Dataset content
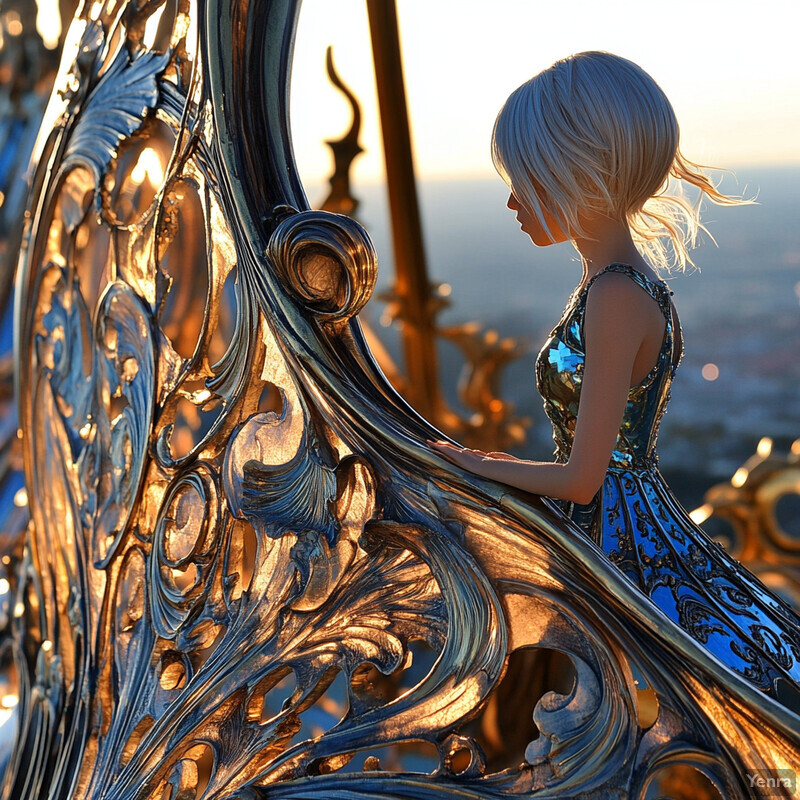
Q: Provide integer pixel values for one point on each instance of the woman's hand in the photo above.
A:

---

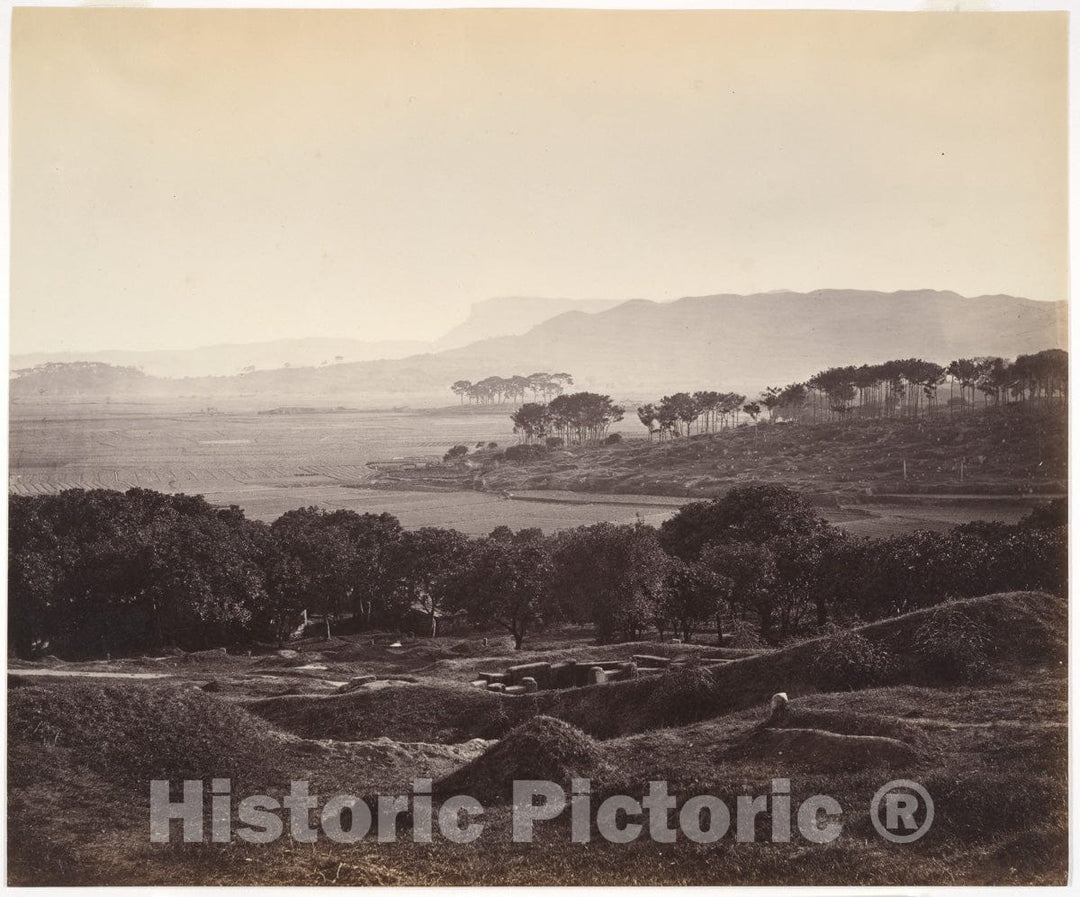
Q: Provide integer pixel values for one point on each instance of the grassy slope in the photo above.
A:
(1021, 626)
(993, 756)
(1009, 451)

* * *

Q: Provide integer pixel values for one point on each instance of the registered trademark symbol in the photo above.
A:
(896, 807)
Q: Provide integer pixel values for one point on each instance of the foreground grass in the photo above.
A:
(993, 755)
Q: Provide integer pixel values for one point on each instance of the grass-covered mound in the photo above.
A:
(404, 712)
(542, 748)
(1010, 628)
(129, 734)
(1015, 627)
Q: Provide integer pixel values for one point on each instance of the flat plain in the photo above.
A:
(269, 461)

Work instructions
Can you copy out the records from the line containing "grass in the photo above." down to the line containing "(1015, 627)", with "grass-covered mound" renamed to "grassy hill" and nothing else changed?

The completed task
Q: Provide integer pixel values for one point on each instance of the foreground grass in the photo above.
A:
(993, 755)
Q: Provide integer pixel values for one point on each instance of the grassy hill in the photo above.
A:
(404, 712)
(542, 748)
(1010, 628)
(129, 734)
(1015, 627)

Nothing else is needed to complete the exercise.